Task instructions:
Here are the records. Write out exactly the lines between the one holding "Task: list a point for each instance of the plate" and the one holding "Task: list a point for each instance of the green lettuce", inclusive.

Records for this task:
↓↓↓
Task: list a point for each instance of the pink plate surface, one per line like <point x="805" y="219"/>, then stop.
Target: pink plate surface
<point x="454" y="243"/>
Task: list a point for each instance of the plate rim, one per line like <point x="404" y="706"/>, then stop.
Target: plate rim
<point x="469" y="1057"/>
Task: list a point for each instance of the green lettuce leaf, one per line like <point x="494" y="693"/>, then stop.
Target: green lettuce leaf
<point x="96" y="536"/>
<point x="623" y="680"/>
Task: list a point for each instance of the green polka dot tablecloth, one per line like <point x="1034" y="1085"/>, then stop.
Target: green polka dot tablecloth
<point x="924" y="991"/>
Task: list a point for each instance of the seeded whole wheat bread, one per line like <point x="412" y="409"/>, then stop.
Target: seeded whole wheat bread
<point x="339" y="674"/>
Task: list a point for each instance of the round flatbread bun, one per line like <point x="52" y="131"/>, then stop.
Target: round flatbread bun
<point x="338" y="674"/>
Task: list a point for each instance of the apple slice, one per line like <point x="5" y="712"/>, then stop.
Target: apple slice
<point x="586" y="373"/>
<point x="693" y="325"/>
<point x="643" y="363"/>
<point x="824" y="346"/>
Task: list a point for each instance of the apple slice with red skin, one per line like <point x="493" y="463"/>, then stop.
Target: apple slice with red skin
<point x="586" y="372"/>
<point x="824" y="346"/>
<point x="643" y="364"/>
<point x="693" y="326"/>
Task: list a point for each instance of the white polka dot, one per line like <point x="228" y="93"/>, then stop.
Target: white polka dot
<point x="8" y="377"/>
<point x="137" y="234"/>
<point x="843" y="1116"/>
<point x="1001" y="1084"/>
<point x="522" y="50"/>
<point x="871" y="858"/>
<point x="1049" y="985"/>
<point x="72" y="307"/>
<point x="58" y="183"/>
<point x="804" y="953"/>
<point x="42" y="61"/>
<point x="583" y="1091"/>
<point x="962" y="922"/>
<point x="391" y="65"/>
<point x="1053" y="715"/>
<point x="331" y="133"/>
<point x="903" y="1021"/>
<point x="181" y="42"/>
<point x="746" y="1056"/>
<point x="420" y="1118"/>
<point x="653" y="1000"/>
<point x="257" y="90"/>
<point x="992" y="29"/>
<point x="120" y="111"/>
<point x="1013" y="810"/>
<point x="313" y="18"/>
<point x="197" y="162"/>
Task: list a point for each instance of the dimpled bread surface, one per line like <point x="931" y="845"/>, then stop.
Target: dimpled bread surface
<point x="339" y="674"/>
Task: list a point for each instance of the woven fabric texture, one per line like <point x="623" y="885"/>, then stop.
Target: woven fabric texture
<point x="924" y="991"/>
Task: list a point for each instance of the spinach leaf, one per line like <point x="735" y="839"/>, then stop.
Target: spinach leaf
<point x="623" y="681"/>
↑↑↑
↓↓↓
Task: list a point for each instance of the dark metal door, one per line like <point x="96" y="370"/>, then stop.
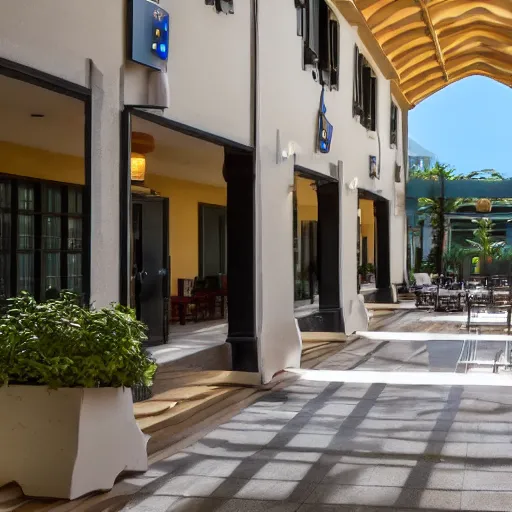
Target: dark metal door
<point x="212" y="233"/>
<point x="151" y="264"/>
↑↑↑
Task answer:
Task: list a point for each instance of the plate rim, one per line like <point x="404" y="706"/>, then stop.
Target: plate rim
<point x="469" y="1057"/>
Task: list a point for each instance of the green lettuce leaf, one per line like <point x="494" y="693"/>, then stop.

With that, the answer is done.